* **What to work on**
Pick out every line in the entries below that contains the word "beige", and copy each of those lines in full.

* **Supplied records**
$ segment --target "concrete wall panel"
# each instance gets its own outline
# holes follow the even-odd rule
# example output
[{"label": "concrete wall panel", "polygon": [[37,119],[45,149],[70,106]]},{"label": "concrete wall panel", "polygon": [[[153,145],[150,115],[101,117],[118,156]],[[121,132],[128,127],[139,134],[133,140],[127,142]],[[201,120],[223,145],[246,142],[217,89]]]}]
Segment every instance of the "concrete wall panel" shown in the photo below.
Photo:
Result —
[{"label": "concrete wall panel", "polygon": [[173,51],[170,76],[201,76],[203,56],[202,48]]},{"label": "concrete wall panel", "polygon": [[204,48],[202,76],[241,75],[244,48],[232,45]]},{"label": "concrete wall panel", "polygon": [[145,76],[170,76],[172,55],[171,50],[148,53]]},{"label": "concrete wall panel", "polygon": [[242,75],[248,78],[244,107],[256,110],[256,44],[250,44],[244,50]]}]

---

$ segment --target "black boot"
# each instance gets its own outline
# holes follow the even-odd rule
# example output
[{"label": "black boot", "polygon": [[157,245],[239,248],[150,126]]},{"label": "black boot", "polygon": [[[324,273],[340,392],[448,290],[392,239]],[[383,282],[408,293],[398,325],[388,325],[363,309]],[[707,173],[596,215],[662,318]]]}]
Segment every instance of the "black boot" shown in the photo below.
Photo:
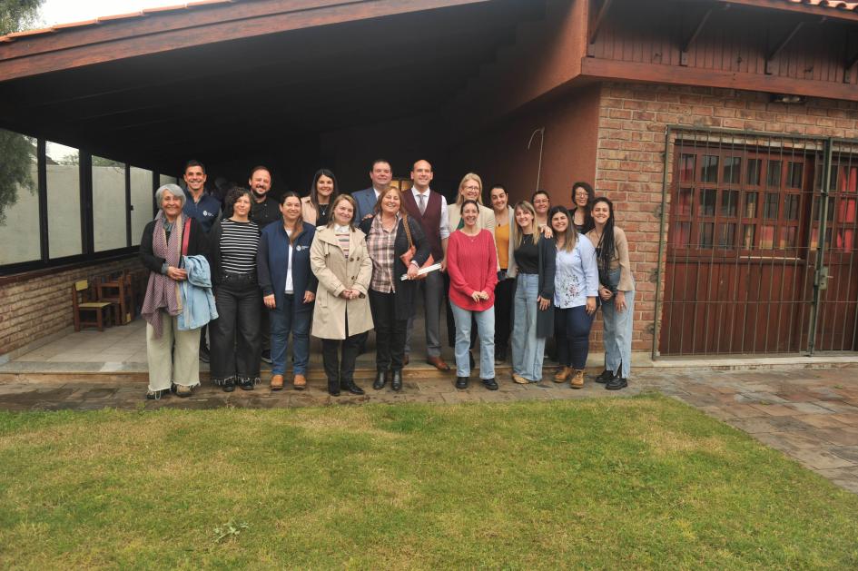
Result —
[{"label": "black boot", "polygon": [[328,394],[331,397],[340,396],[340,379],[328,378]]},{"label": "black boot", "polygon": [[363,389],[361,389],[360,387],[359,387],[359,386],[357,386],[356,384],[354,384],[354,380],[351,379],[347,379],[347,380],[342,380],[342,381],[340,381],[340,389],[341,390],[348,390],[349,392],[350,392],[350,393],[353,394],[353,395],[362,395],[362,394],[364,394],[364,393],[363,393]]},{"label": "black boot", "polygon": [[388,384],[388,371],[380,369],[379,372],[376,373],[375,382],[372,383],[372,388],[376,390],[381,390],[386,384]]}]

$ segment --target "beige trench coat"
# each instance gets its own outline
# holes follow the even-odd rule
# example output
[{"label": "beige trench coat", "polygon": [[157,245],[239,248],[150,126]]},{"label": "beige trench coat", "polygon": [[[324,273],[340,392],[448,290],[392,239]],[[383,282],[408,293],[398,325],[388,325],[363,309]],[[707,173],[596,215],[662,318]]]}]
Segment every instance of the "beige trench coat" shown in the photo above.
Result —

...

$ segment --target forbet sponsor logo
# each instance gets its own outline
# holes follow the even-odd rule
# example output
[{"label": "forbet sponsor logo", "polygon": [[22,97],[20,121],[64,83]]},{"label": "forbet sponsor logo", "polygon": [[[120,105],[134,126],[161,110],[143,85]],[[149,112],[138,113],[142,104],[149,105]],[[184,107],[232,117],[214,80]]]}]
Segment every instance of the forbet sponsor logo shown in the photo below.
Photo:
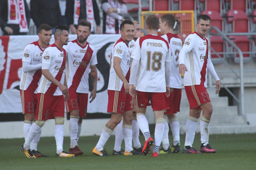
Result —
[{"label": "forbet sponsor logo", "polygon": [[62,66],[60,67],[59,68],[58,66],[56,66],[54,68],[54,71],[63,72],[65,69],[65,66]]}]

* **Answer to this exercise**
$ segment --target "beige trench coat"
[{"label": "beige trench coat", "polygon": [[157,245],[239,248],[150,126]]},{"label": "beige trench coat", "polygon": [[[324,273],[340,392],[448,290],[392,239]],[[383,282],[408,293],[398,325],[388,325],[363,309]],[[707,173],[596,215],[662,318]]]}]
Segment every instance of the "beige trench coat" shown in the photo above.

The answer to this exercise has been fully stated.